Document passage:

Definition of Holistic Approach to Learning

   Posted On :  01.11.2021 10:23 am

The most effective way to learn and develop a new skill or behavior is to apply it and practice it on the-the-job and in real-life situations.

Holistic Approach to Learning

The most effective way to learn and develop a new skill or behavior is to apply it and practice it on the-the-job and in real-life situations.

The 70/20/10 Formula

70% of learning & development takes place from real-life and on-the-job experiences, tasks, and problem solving. This is the most important aspect of any learning and development plan

20% comes from feedback and from observing and working with role models.

10% of learning and development comes from formal training.

The Learning Process

Definition of Learning

According to Stephen Robbins, learning may be defined as any relatively permanent change in behavior that occurs as a result of experience. The present definition of learning has several components that deserve clarification:

Learning Involves Change Change may be good or bad from an organizational point of view. People can learn unfavorable behaviors to hold prejudices or to restrict their output, for example, as well as favorable behaviors.

The Change Should be Relatively Permanent

Temporary changes may be only reflexive and fail to represent any learning. Therefore, the requirement that learning should be relatively permanent rules out behavioral changes caused by fatigue or temporary adaptations.

Direction:
In the text on the holistic approach to learning, what share of learning and development comes from feedback and from observing and working with role models?

Material supplied:
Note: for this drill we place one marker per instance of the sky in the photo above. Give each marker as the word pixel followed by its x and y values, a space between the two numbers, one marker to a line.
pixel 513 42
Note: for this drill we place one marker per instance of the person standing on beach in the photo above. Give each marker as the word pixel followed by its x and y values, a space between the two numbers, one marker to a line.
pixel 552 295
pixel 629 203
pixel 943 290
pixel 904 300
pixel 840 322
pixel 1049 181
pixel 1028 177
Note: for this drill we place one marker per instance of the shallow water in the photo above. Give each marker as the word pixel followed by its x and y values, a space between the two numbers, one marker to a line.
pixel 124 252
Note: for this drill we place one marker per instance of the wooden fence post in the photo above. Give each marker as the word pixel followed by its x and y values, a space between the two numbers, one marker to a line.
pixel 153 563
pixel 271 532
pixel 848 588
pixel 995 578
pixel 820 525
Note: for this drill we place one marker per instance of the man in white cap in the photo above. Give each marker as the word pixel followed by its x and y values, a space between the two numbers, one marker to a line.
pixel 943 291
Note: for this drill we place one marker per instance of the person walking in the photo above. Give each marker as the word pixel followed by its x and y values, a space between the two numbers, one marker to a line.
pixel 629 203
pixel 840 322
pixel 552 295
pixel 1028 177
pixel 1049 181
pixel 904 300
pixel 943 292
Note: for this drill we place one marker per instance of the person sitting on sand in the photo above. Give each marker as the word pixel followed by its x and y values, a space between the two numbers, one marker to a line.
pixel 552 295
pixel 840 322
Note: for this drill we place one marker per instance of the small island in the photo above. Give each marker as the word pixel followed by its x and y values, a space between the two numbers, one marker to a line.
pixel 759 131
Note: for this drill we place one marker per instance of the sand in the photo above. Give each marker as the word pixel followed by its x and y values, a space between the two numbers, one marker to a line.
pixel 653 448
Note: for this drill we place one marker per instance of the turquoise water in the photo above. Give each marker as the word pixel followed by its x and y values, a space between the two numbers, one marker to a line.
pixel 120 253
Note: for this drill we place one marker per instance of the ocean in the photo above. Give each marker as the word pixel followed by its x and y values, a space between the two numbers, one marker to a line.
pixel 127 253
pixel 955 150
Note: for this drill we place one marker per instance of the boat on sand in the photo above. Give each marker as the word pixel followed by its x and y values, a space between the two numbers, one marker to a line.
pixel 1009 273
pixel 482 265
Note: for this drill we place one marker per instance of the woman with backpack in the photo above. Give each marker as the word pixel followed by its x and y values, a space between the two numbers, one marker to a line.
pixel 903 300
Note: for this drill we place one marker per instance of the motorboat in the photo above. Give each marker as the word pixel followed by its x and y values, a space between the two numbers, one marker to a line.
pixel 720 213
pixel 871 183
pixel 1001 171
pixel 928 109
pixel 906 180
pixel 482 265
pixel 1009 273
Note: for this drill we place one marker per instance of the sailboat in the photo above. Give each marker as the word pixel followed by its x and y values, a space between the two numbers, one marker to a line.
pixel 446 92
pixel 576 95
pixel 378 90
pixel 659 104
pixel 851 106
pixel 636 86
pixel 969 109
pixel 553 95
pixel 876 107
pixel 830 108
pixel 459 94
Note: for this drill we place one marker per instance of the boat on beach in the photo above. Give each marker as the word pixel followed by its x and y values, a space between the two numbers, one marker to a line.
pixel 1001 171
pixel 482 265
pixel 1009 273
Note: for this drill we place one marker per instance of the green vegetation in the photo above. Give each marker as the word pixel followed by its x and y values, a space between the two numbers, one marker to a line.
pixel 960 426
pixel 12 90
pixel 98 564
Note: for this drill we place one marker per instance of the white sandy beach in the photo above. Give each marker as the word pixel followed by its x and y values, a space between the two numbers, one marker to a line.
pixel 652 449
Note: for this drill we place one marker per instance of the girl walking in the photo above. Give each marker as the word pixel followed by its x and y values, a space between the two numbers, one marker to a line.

Answer in full:
20% of learning and development comes from feedback and from observing and working with role models.